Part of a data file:
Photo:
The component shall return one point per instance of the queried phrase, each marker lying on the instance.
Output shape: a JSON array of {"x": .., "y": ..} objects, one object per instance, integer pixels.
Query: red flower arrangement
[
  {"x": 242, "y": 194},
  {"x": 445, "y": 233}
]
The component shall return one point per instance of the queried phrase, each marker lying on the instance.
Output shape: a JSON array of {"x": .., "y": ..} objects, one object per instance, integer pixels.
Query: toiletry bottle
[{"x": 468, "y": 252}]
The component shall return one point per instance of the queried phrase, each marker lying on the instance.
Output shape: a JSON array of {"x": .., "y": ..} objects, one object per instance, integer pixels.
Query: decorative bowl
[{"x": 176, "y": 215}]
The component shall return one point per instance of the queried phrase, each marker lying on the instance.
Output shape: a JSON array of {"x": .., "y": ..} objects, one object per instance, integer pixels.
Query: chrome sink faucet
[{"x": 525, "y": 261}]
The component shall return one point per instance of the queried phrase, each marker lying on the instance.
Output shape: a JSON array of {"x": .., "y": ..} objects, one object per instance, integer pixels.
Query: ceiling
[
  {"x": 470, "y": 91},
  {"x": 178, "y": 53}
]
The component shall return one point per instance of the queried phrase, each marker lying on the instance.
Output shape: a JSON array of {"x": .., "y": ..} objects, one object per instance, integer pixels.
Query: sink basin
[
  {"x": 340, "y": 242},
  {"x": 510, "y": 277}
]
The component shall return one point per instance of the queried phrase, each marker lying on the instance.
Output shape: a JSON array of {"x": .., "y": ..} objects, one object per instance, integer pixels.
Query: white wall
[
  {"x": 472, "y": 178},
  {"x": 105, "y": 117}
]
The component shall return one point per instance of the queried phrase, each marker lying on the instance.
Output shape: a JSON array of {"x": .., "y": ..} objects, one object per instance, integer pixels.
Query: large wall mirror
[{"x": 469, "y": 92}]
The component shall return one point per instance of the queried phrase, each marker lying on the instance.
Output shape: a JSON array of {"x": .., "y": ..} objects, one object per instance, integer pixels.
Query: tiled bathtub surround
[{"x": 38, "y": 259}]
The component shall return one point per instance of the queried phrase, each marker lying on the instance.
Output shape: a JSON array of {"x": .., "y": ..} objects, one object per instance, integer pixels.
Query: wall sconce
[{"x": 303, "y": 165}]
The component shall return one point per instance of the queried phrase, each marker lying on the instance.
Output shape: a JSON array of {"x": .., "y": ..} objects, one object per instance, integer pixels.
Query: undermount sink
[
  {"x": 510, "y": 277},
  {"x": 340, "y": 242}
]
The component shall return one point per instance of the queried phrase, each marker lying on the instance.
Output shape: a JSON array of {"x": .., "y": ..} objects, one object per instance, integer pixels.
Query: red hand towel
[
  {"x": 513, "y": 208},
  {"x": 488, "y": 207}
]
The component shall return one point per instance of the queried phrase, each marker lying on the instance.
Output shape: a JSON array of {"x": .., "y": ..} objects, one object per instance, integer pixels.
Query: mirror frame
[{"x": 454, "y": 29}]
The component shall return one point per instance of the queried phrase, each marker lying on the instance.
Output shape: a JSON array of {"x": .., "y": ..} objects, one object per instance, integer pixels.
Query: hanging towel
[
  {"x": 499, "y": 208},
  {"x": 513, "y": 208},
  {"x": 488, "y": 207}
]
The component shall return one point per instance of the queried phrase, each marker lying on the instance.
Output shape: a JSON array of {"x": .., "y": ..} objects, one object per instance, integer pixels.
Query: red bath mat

Exercise directions: Copy the entries above exactly, leaving none out.

Exercise result:
Photo:
The component shall return one point per instance of the queried phrase, each marker lying on the instance.
Output shape: a JSON array of {"x": .., "y": ..} objects, one object per instance, integer pixels.
Query: red flower arrangement
[
  {"x": 242, "y": 194},
  {"x": 445, "y": 233}
]
The component shall return one point per instance of the queried phrase, each marker lying on the instance.
Output shape: a JSON array of {"x": .., "y": ..} objects, one object per instance, integer pixels.
Query: toiletry bottle
[{"x": 468, "y": 252}]
The component shall return one point per instance of the queried phrase, each marker lying on the instance.
Output shape: a JSON array of {"x": .., "y": ..} objects, one object per instance, integer pixels.
Query: decorative bowl
[{"x": 176, "y": 215}]
The component shall return one point per instance of the queried phrase, each marker lying on the instance.
Output shape: a JSON array of {"x": .., "y": ..} objects, one object per instance, integer pixels.
Query: chrome sink faucet
[{"x": 525, "y": 261}]
The component shall return one point per instance of the queried phrase, each marker lying on the instance.
Output shape: a JSON array of {"x": .., "y": ..} objects, one object per instance, integer pixels.
Query: ceiling
[
  {"x": 470, "y": 91},
  {"x": 178, "y": 53}
]
The component shall return one point per instance of the queried phrase, each marker lying on the instance.
Output shape: a JSON array of {"x": .., "y": ..} objects, one object per instance, integer pixels.
Query: sink basin
[
  {"x": 340, "y": 242},
  {"x": 510, "y": 277}
]
The component shall return one point per instance of the queried phrase, each marker lying on the instance.
Output shape: a JSON array of {"x": .., "y": ..} objects, one object per instance, integer pixels.
Query: white wall
[
  {"x": 472, "y": 178},
  {"x": 105, "y": 117}
]
The component shall return one point per instance of the queried phrase, each marker lying on the instance.
Output shape: a JSON array of {"x": .., "y": ..} objects, one object per instance, integer pixels.
Query: large wall mirror
[{"x": 469, "y": 92}]
The component shall return one point per instance of the queried phrase, each marker lying on the instance.
Output shape: a JSON array of {"x": .., "y": ..} objects, one object per instance, integer pixels.
Query: tiled bathtub surround
[{"x": 38, "y": 259}]
The component shall return one point per instance of the queried phrase, each marker lying on the instance.
Output shape: a JSON array of {"x": .., "y": ..} objects, one object per instance, integer pixels.
Query: wall sconce
[{"x": 303, "y": 165}]
The component shall return one point per instance of the queried phrase, each marker lying on the instance.
Output shape: a JSON array of {"x": .., "y": ..} objects, one object per instance, integer pixels.
Query: undermount sink
[
  {"x": 510, "y": 277},
  {"x": 340, "y": 242}
]
The component shall return one point per instance of the queried phrase, each marker lying on the instance.
Output shape: a JSON array of {"x": .., "y": ..} objects, one object per instance, integer pixels.
Query: red hand towel
[
  {"x": 513, "y": 208},
  {"x": 488, "y": 207}
]
The component shall return one point per instance of the queried phrase, each marker lying on the instance.
Output shape: a JSON array of {"x": .., "y": ..} objects, one object per instance, integer pixels.
Query: mirror frame
[{"x": 454, "y": 29}]
The component shall return one point per instance of the queried phrase, each marker lying on the instance.
Output shape: a JSON array of {"x": .., "y": ..} objects, one object per instance, integer pixels.
Query: hanging towel
[
  {"x": 499, "y": 208},
  {"x": 513, "y": 208},
  {"x": 488, "y": 207}
]
The component shall return one point per instance of the queried phrase, each marker lying on the instance.
Output shape: a JSON array of {"x": .., "y": ..} objects, one object per instance, integer pixels.
Query: red bath mat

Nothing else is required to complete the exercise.